Document passage:
Cite an instance where Lincoln made a decision to placate or assist a special interest group.

He didn't, although he often went out of his way to help individuals.

Consider:

Hon Secretary of War

Executive Mansion

Washington July 28, 1963

My Dear Sir,

A young son of the Senator Brown of Mississippi, not yet twenty, as I understand, was wounded, and made a prisoner at Gettysburg. His mother is sister of Mrs. P. R. Fendall, of this city. Mr. Fendall, on behalf of himself and family, asks that he and they may have charge of the boy, to cure him up, being responsible for his person and good behavior. Would it not be a grateful and graceful thing to let them have him?

Yours Truly,

A. Lincoln

Also consider:

"But there were limits to what Lincoln would do to secure a second term.

He did not even consider canceling or postponing the election. Even had that been constitutionally possible, "the election was a necessity." "We can not have free government without elections," he explained; "and if the rebellion could force us to forego, or postpone a national election, it might fairly claim to have already conquered and ruined us." He did not postpone the September draft call, even though Republican politicians from all across the North entreated him to do so. Because Indiana failed to permit its soldiers to vote in the field, he was entirely willing to furlough Sherman's regiments so that they could go home and vote in the October state elections -but he made a point of telling Sherman, "They need not remain for the Presidential election, but may return to you at once."

Records supplied:

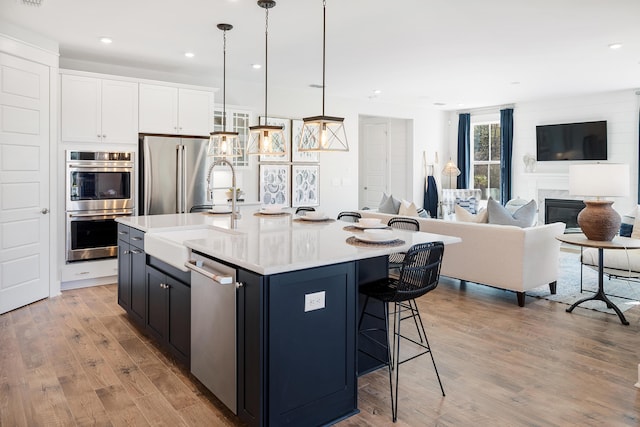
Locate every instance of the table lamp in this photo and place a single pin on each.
---
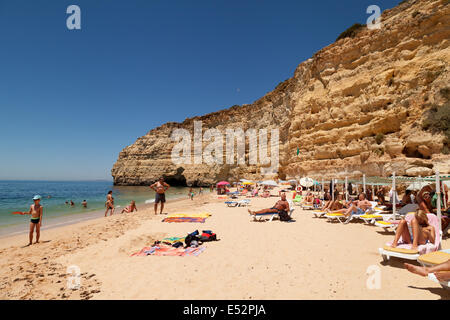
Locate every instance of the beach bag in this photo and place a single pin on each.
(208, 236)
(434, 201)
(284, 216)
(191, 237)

Description of the task:
In the passage about Lincoln, where was Senator Brown's young son wounded and taken prisoner?

Solution below:
At Gettysburg.